_Text provided:_
··········

GEORGIA — The head of a company developing a wind project on the Milton-Georgia line in Vermont says the first turbine is up.
David Blittersdorf is the chief executive officer of AllEarth Renewables.
The Georgia Mountain Community Wind project is located on the Georgia mountain. The plan is for two wind turbines in Milton and two in Georgia.
The Burlington Free Press reports (http://bfpne.ws/SZZ4q5) some neighbors have fought the project, with legal action developing earlier this year when some opponents sought to camp in the project’s blast zone.
BURLINGTON — Burlington is getting a $400,000 “Smarter Cities” grant from the philanthropic arm of IBM that will be used to streamline energy efficiency efforts. The ideas will be shared across Vermont.
Mayor Miro Weinberger announced the grant Wednesday.
The money will bring a global team of IBM analysts to Burlington for three weeks in 2013 to look for broad patterns about the city’s energy use.

··········

_Prompt 1:_
Answer these questions using the Vermont news briefs:
(a) Who is the chief executive officer of AllEarth Renewables?
(b) How many wind turbines are planned for Milton?
(c) How long will the IBM analysts stay in Burlington?
_Prompt 2:_ Extend the Vermont news briefs with a few sentences that pick up after the last one shown.

(Photo object pointing listing)
··········

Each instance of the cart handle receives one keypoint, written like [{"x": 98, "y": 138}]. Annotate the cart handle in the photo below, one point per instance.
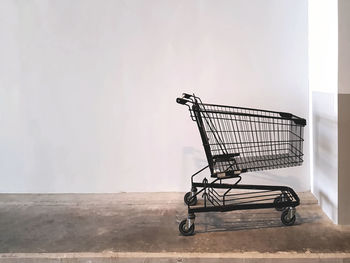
[{"x": 185, "y": 99}]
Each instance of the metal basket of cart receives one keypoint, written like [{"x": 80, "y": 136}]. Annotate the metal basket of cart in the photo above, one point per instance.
[{"x": 238, "y": 140}]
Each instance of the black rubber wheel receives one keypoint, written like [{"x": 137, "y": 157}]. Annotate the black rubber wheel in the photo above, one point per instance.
[
  {"x": 184, "y": 230},
  {"x": 187, "y": 198},
  {"x": 285, "y": 220},
  {"x": 279, "y": 200}
]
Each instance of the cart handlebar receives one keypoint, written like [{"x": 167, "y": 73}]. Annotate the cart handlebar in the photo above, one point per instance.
[{"x": 186, "y": 98}]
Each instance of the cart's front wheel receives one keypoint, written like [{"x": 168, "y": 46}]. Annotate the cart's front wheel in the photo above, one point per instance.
[
  {"x": 278, "y": 200},
  {"x": 184, "y": 229},
  {"x": 189, "y": 200},
  {"x": 286, "y": 219}
]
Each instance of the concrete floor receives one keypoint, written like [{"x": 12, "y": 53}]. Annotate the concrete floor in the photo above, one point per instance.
[{"x": 148, "y": 223}]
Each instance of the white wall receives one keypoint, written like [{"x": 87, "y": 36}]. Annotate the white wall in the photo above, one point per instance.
[
  {"x": 88, "y": 88},
  {"x": 323, "y": 85}
]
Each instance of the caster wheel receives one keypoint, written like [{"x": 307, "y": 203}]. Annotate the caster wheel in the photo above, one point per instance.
[
  {"x": 190, "y": 201},
  {"x": 279, "y": 200},
  {"x": 184, "y": 230},
  {"x": 285, "y": 220}
]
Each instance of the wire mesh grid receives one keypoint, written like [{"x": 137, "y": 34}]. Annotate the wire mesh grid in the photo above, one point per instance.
[{"x": 243, "y": 139}]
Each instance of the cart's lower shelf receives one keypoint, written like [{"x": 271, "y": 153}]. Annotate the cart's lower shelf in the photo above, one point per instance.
[{"x": 226, "y": 197}]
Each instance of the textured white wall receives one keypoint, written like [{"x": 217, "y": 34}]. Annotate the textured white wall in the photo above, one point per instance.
[
  {"x": 323, "y": 85},
  {"x": 88, "y": 88}
]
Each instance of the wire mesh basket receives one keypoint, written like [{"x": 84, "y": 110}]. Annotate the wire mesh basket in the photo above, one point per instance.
[{"x": 240, "y": 139}]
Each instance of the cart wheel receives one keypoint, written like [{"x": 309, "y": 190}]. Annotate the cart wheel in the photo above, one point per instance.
[
  {"x": 279, "y": 199},
  {"x": 285, "y": 220},
  {"x": 184, "y": 230},
  {"x": 187, "y": 198}
]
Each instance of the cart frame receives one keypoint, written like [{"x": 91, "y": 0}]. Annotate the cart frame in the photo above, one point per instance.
[{"x": 282, "y": 198}]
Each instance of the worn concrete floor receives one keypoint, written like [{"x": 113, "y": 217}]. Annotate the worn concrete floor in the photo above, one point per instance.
[{"x": 148, "y": 222}]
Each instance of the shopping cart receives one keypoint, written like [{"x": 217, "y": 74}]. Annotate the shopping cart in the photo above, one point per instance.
[{"x": 239, "y": 140}]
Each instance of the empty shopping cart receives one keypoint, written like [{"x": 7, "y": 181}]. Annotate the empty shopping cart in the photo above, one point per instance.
[{"x": 236, "y": 141}]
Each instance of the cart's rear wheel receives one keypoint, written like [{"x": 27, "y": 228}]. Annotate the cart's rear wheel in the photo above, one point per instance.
[
  {"x": 188, "y": 200},
  {"x": 286, "y": 220},
  {"x": 184, "y": 230},
  {"x": 278, "y": 200}
]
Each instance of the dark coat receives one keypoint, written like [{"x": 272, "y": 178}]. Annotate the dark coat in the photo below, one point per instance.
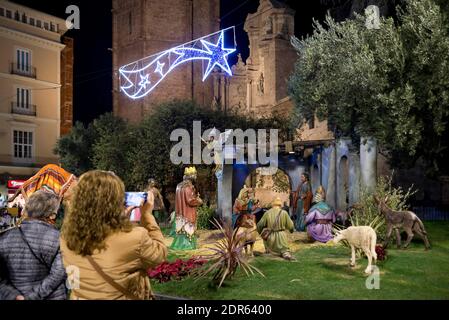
[{"x": 22, "y": 273}]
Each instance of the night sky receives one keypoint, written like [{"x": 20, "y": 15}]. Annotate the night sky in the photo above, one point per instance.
[{"x": 93, "y": 59}]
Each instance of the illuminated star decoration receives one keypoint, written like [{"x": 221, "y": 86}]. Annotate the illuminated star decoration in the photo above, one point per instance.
[
  {"x": 159, "y": 68},
  {"x": 144, "y": 81},
  {"x": 135, "y": 77}
]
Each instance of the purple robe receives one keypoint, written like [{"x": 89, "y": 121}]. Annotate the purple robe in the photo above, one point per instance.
[{"x": 318, "y": 231}]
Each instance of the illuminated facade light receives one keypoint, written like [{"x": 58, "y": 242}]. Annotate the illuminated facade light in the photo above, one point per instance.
[{"x": 139, "y": 78}]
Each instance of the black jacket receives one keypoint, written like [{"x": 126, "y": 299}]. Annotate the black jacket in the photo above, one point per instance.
[{"x": 36, "y": 276}]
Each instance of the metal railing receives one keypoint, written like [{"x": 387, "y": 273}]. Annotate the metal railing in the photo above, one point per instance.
[
  {"x": 23, "y": 70},
  {"x": 26, "y": 109}
]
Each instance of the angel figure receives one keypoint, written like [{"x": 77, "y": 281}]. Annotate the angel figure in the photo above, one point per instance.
[{"x": 214, "y": 144}]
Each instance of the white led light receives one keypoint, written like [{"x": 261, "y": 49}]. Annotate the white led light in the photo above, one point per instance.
[{"x": 139, "y": 78}]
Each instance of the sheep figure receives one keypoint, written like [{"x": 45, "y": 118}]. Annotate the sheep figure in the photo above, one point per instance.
[
  {"x": 363, "y": 237},
  {"x": 247, "y": 235}
]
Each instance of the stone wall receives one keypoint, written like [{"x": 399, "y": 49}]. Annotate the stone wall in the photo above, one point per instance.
[{"x": 67, "y": 86}]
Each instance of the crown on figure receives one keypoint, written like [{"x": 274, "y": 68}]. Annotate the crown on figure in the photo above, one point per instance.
[{"x": 190, "y": 171}]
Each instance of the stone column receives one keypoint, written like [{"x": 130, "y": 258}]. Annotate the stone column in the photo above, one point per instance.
[
  {"x": 224, "y": 194},
  {"x": 332, "y": 181},
  {"x": 368, "y": 163},
  {"x": 354, "y": 178}
]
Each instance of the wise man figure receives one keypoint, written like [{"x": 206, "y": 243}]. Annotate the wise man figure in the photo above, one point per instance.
[
  {"x": 186, "y": 202},
  {"x": 159, "y": 207},
  {"x": 278, "y": 221},
  {"x": 302, "y": 199},
  {"x": 245, "y": 206},
  {"x": 320, "y": 218}
]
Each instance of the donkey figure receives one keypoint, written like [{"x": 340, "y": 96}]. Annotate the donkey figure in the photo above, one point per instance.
[{"x": 407, "y": 220}]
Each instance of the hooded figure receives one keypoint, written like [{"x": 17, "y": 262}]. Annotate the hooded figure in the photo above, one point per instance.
[
  {"x": 320, "y": 218},
  {"x": 186, "y": 202},
  {"x": 278, "y": 221}
]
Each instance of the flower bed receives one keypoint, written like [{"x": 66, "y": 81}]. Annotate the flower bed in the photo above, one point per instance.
[{"x": 177, "y": 270}]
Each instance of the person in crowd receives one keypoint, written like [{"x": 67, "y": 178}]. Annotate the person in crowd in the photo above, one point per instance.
[
  {"x": 278, "y": 221},
  {"x": 245, "y": 207},
  {"x": 320, "y": 218},
  {"x": 302, "y": 199},
  {"x": 111, "y": 255},
  {"x": 31, "y": 267},
  {"x": 159, "y": 207}
]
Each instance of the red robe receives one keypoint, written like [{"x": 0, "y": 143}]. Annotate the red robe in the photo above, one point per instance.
[{"x": 186, "y": 201}]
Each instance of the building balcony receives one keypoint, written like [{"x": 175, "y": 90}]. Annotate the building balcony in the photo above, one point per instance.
[
  {"x": 27, "y": 110},
  {"x": 23, "y": 70}
]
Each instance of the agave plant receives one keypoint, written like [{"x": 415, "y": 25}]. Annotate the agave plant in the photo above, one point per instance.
[{"x": 227, "y": 258}]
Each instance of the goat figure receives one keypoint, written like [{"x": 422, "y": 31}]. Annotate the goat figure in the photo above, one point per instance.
[{"x": 363, "y": 237}]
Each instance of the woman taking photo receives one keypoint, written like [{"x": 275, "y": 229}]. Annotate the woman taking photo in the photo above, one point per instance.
[
  {"x": 30, "y": 262},
  {"x": 100, "y": 245}
]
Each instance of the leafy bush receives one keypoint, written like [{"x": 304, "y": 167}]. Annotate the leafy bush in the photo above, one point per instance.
[
  {"x": 204, "y": 216},
  {"x": 366, "y": 212},
  {"x": 227, "y": 257}
]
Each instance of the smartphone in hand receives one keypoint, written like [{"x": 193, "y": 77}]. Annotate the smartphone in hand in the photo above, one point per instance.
[{"x": 134, "y": 199}]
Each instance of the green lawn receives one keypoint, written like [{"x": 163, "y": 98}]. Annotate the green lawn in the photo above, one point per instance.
[{"x": 323, "y": 273}]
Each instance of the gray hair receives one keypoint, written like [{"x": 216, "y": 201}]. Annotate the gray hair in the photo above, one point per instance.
[{"x": 42, "y": 204}]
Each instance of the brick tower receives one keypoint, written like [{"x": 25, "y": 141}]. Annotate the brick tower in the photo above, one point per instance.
[{"x": 144, "y": 27}]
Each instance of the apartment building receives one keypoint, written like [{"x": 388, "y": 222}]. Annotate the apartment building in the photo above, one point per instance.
[{"x": 32, "y": 74}]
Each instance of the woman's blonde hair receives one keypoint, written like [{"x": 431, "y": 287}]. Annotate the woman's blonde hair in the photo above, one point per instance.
[{"x": 95, "y": 211}]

··········

_Written answer 1:_
(a) David Blittersdorf
(b) Two
(c) Three weeks in 2013

_Written answer 2:_
Weinberger says IBM’s expertise could help transform the economy in ways that can’t yet be conceived of.
The Burlington Free Press (http://bfpne.ws/SplvEe) says Burlington is the smallest city in the U.S. to receive the grant, and the second-smallest in the world.
PUTNEY — Leaders of a solar project in Vermont are hoping to attract investors.
The SunFarm Community Solar project has leased a vacant field in rural Putney to construct 624 fixed solar panels over an acre. That would produce as much as 150 kilowatts of power.
The Eagle Times reports (http://bit.ly/QDIlwA) project leaders are offering 1,500 shares for purchase to Green Mountain Power customers in order to receive credit on their utility bills over an extended period of time.
SunFarm founder Nick Ziter comes from a line of entrepreneurs in Windham County, with ties to the Putney Inn and A Vermont Table in Putney, and the old Ziter’s Market in West Brattleboro.
SunFarm hopes to start construction before the end of the year.
CONCORD — An official with the Vermont company that owns the state’s electrical transmission grid says vandalism to a line that runs from Quebec to Massachusetts cost New England ratepayers about $1 million.
Vermont Electric Power Company Vice President Kerrick Johnson says that cost was to buy replacement power while the line in the Northeast Kingdom town of Concord was shut down for repairs. Replacing the shot-out insulators cost about $250,000.
The transmission line is capable of carrying 10 percent of the electricity used throughout New England.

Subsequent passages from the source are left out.